++++ TEXTE SOURCE ++++

Le gouvernement du Nunavut préconise la prise de décisions éclairées et ne peut donc pas appuyer la création d’une nouvelle zone de protection, même de façon provisoire, sans qu’il y ait de consultation publique et d’évaluation des ressources minérales et énergétiques, et sans que nous soyons des participants à part entière dans ce processus.
Lorsqu’il a comparu devant le comité, le 26 février 2019, le premier ministre du territoire a de nouveau fait part de ses préoccupations aux membres du comité :
Je tiens à répéter que nous ne sommes pas opposés à la création d’aires protégées, mais que nous soutenons que nous devons jouer un rôle dans le processus décisionnel. Nous avons exprimé à des occasions précises nos préoccupations au sujet de l’incapacité générale du gouvernement du Canada à faire participer le gouvernement du Nunavut à son processus décisionnel concernant les zones de protection marines.
Si le projet de loi C-55 obtient la sanction royale, il viendra légitimer davantage la prise de décisions unilatérales par le gouvernement du Canada au nom du Nunavut, ce qui aura une incidence directe sur les perspectives économiques des générations futures de Nunavummiut.
Par conséquent, le gouvernement du Nunavut demande au gouvernement du Canada d’apporter un amendement au projet de loi qui exigerait le consentement des gouvernements limitrophes avant la désignation d’une zone de protection marine ou l’interdiction d’activités au sein d’une zone de protection marine proposée dans ces administrations. Cet engagement renforcerait et améliorerait l’occasion de collaboration et de discussion au moment de l’établissement de zones de protection marines dans les eaux territoriales du Nunavut ou à proximité du territoire.
Lors de son témoignage du 6 février 2019, Duane Smith, président et chef de la direction de la Société régionale inuvialuite, a aussi parlé de ses préoccupations à propos du pouvoir unilatéral qui est accordé au ministre pour désigner une zone de protection marine provisoire.
Il a dit ce qui suit :
Les Inuvialuit craignent que l’établissement de ZPM par décret ministériel en vertu de la Loi sur les océans et la restriction supplémentaire du développement par décret d’interdiction en vertu de la LFH réduisent le niveau de leur participation aux décisions déterminantes pour l’avenir de la région et exacerbent les problèmes de mise en œuvre que nous connaissons déjà.

++++

EXERCICES
1. Reformulez plus brièvement le paragraphe du texte source qui commence par « Par conséquent, le gouvernement du Nunavut demande », en conservant ses faits principaux.
2. Répondez aux questions suivantes à l'aide du texte source.
(a) À quelle date le premier ministre du territoire a-t-il comparu devant le comité ?
(b) Quel projet de loi pourrait, selon lui, légitimer davantage les décisions unilatérales du gouvernement du Canada ?
(c) Quelles fonctions Duane Smith occupe-t-il ?

++++ DONNÉES FOURNIES ++++

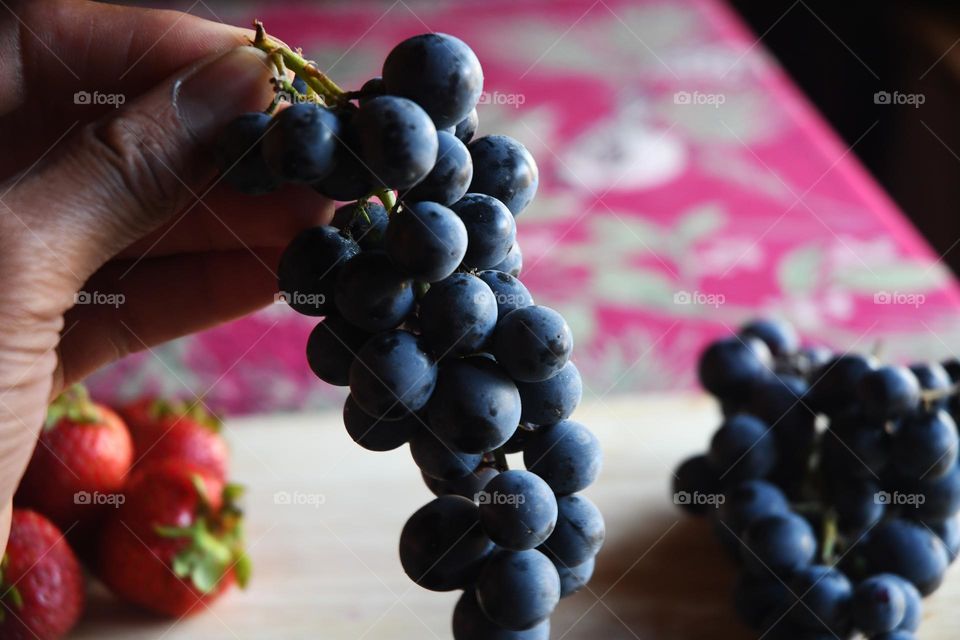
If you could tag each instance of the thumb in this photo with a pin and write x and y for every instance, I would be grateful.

++++

CORRIGÉ
1. Le gouvernement du Nunavut demande au gouvernement du Canada d'amender le projet de loi afin d'exiger le consentement des gouvernements limitrophes avant de désigner une zone de protection marine ou d'y interdire des activités. Selon lui, cet engagement renforcerait la collaboration et la discussion lors de l'établissement de telles zones dans les eaux territoriales du Nunavut ou à proximité.

2.
(a) Le 26 février 2019.
(b) Le projet de loi C-55.
(c) Il est président et chef de la direction de la Société régionale inuvialuite.